>>>>>

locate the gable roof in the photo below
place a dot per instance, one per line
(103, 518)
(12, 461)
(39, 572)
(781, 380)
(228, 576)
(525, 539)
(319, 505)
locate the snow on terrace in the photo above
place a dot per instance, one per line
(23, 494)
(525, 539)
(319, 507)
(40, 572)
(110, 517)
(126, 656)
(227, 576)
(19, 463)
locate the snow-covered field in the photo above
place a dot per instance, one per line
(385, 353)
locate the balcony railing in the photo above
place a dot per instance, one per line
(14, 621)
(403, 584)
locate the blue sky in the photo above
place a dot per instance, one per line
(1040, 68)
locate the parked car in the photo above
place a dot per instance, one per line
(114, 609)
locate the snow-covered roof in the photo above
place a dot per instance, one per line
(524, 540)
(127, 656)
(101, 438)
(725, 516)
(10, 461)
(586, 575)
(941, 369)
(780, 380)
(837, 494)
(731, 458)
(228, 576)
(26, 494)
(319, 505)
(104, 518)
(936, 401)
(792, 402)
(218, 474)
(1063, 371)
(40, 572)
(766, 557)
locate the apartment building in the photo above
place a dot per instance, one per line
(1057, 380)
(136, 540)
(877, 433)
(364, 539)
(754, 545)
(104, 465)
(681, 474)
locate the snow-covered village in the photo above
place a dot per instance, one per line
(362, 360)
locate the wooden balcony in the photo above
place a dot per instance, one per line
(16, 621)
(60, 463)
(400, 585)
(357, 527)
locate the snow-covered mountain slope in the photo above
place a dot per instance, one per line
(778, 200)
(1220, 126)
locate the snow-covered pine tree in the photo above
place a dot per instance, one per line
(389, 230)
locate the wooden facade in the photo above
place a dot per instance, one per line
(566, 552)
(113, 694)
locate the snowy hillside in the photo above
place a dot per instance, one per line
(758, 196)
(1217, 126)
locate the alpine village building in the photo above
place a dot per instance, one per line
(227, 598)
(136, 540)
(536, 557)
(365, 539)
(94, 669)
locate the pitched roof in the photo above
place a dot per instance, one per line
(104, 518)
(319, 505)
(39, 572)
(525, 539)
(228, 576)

<<<<<

WHAT IS REQUIRED:
Reproduce all of the items above word for word, line by line.

COMPLETE ANSWER:
locate the gable roof in the photo below
place a dot per instance, one per line
(103, 518)
(12, 461)
(39, 572)
(781, 380)
(228, 576)
(525, 539)
(319, 505)
locate the snow on terrace in the photo above
place a dot per instance, one per line
(23, 494)
(525, 539)
(319, 507)
(40, 572)
(110, 517)
(126, 656)
(227, 576)
(19, 463)
locate the snow-covered field in the photo above
place a dot per instance, one per line
(385, 353)
locate the balcony railing in the photo above
place a dot per instance, one per line
(14, 621)
(403, 584)
locate the blue sky in the photo above
place a dot per instance, one per line
(1040, 68)
locate the parked car in the photo above
place a dot per instance, one per line
(114, 609)
locate the snow-covered roof in the photo above
place a dot per instance, one per line
(524, 540)
(127, 656)
(101, 438)
(725, 516)
(10, 461)
(586, 575)
(941, 369)
(780, 380)
(837, 494)
(731, 458)
(228, 576)
(26, 494)
(319, 505)
(104, 518)
(936, 401)
(792, 402)
(218, 474)
(1063, 371)
(40, 572)
(766, 557)
locate the apartment building in the photo above
place a dot per instance, one per line
(1057, 380)
(136, 540)
(877, 433)
(364, 539)
(754, 545)
(104, 465)
(681, 474)
locate the snow-covered village in the photo above
place a dot per instance, one per line
(362, 360)
locate the wooden balcony in the photo above
place a dot per instance, one per line
(16, 621)
(60, 463)
(400, 585)
(357, 527)
locate the snow-covered mountain slope in the photo above
place a dot per instance, one per line
(778, 200)
(1220, 126)
locate the snow-covered pine tree in the photo above
place a dot per instance, one per line
(389, 230)
locate the wooden facade in the photo above
place a dot per instance, one per line
(566, 552)
(113, 694)
locate the snowy hillside in the photo above
place a dot per instance, one per line
(758, 196)
(1217, 126)
locate the alpine village building in the photo above
place a dot per instance, one per line
(227, 598)
(136, 540)
(536, 557)
(365, 539)
(94, 669)
locate the pitched roof in the photo above
place a dot per instance, one per line
(104, 518)
(319, 505)
(39, 572)
(525, 539)
(228, 576)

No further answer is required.